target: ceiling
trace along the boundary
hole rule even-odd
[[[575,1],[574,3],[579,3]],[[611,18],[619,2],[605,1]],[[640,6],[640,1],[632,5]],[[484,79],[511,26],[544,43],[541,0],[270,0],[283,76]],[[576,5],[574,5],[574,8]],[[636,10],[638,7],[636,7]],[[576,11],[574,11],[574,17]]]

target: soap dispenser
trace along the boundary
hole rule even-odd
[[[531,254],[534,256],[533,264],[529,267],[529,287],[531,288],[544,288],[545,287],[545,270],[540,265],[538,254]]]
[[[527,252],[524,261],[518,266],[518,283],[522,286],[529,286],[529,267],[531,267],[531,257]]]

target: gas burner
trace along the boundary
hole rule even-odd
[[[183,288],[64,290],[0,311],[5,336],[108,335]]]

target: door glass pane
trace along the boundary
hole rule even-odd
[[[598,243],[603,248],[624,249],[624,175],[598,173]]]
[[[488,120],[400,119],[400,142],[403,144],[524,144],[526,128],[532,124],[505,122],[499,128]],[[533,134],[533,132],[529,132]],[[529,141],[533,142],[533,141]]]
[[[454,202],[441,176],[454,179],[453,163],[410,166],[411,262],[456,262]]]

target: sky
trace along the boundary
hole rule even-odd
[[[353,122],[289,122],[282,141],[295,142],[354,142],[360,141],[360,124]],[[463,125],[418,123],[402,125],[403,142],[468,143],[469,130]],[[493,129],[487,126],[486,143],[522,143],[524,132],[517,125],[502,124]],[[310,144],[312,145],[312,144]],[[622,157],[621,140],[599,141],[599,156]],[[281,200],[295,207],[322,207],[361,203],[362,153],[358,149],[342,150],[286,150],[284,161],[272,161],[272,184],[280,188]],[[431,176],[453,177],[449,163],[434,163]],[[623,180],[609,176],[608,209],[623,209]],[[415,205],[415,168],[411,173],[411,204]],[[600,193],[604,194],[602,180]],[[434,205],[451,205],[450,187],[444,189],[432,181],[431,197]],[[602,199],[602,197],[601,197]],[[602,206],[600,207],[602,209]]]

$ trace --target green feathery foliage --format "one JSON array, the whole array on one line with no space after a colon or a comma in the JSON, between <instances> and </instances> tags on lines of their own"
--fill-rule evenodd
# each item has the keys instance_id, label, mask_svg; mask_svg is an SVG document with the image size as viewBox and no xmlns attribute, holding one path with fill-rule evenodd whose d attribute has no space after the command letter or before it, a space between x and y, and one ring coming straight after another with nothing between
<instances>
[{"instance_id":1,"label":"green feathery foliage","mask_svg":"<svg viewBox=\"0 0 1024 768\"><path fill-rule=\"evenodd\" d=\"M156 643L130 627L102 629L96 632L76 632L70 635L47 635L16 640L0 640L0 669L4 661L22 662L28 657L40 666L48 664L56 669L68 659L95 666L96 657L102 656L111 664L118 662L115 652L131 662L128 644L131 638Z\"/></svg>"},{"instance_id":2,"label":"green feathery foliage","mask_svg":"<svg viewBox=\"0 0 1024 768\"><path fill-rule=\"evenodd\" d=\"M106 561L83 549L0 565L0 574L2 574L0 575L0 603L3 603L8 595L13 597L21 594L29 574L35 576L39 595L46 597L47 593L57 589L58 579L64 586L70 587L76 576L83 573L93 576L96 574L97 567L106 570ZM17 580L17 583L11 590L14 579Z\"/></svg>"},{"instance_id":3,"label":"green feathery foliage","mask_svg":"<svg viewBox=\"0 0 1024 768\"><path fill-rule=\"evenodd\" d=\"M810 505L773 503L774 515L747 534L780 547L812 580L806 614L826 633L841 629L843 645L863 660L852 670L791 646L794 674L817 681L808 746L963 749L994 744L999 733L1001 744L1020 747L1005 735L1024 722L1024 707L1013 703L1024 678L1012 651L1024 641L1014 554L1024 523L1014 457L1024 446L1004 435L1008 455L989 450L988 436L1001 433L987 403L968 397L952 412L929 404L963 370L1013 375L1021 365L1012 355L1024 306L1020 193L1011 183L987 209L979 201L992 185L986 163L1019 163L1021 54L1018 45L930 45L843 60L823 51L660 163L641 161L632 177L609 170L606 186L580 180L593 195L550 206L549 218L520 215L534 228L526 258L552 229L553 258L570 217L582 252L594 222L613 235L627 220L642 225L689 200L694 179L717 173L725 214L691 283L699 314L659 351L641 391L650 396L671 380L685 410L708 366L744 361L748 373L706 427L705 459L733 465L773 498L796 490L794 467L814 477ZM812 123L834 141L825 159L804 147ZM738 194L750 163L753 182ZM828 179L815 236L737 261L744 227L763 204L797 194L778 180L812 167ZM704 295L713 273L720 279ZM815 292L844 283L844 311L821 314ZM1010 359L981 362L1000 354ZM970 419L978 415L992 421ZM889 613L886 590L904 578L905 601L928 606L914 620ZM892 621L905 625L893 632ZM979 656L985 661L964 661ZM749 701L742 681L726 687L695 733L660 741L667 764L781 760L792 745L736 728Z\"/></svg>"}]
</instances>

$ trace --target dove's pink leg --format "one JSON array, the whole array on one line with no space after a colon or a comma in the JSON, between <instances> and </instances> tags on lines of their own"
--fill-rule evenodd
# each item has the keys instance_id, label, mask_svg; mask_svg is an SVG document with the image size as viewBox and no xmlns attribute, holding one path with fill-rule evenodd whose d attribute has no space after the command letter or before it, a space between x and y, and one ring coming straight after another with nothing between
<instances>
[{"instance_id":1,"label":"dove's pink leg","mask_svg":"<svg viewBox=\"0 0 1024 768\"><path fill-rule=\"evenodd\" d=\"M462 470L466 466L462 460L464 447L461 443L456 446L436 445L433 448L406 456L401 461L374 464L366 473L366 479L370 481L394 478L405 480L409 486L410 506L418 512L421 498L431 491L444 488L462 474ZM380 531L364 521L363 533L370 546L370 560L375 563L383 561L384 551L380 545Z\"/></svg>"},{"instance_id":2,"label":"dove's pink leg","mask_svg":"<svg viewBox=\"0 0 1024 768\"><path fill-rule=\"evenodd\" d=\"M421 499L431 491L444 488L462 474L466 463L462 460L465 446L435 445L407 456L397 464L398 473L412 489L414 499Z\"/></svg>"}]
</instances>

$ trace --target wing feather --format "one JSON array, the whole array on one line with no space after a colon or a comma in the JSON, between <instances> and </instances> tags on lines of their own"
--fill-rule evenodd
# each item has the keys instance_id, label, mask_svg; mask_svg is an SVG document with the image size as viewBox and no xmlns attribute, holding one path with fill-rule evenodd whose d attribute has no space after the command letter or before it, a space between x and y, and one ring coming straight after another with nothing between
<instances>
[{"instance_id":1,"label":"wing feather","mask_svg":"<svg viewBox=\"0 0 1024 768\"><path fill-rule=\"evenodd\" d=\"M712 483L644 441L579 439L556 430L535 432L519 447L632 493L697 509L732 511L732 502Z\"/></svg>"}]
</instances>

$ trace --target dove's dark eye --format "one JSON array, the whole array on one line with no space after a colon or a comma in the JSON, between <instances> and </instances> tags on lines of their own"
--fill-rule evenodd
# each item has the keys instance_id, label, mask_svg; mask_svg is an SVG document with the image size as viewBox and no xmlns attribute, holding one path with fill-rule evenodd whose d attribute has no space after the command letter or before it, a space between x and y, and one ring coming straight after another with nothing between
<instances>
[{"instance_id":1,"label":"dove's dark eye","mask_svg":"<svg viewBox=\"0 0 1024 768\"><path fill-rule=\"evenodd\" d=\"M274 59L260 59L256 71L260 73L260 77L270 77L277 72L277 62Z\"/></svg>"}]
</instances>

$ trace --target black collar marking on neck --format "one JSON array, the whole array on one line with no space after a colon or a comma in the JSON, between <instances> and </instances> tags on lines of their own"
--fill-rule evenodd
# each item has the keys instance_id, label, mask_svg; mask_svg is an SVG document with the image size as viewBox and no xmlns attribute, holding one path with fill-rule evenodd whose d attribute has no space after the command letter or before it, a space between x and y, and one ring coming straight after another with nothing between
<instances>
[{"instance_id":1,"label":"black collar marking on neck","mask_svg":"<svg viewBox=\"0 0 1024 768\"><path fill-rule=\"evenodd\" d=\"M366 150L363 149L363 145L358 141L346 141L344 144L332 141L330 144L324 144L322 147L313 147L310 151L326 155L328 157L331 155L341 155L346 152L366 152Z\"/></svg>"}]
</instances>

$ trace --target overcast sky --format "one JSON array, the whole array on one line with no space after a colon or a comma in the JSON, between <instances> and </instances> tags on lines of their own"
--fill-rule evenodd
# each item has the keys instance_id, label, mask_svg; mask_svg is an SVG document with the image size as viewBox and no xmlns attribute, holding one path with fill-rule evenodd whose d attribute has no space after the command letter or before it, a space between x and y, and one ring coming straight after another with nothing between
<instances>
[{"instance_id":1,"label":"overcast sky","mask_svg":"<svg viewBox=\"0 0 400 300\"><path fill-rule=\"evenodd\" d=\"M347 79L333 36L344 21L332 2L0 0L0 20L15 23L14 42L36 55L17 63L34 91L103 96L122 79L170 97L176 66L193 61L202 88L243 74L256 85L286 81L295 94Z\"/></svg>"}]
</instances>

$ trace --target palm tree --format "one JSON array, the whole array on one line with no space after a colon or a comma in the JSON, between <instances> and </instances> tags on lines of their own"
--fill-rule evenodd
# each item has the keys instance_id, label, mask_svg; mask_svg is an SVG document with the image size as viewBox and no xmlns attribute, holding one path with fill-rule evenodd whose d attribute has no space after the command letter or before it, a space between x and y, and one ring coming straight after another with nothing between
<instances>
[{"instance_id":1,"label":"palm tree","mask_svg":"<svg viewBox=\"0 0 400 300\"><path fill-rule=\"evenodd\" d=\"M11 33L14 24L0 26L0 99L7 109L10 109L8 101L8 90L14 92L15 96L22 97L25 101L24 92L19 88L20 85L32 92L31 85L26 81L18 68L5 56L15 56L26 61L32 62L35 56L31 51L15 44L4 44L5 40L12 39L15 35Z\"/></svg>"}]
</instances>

__________________________________________________

_Task directions_
From the material above, copy every line that has the word "lines" in it.

_Exercise output_
$ trace --target green feathery foliage --format "one JSON array, the whole array on one line with no space after a colon or a comma in the JSON, between <instances> and </instances> tags on lines of their own"
$ trace --target dove's pink leg --format "one JSON array, the whole array on one line with no space after a colon or a comma in the JSON, between <instances> and </instances> tags on lines of their own"
$ trace --target wing feather --format "one JSON array, the whole array on one line with no space after a colon or a comma in the JSON, between <instances> and </instances> tags on lines of their own"
$ trace --target dove's dark eye --format "one JSON array, the whole array on one line with no space after a colon or a comma in the JSON, between <instances> and </instances> tags on lines of their own"
$ trace --target black collar marking on neck --format "one JSON array, the whole array on one line with no space after a colon or a comma in the JSON, between <instances> and </instances> tags on lines of their own"
$ trace --target overcast sky --format "one JSON array, the whole array on one line with no space after a colon or a comma in the JSON, between <instances> and </instances> tags on lines of their own"
$ trace --target palm tree --format "one JSON array, the whole array on one line with no space after a colon or a comma in the JSON, between <instances> and </instances> tags on lines of their own"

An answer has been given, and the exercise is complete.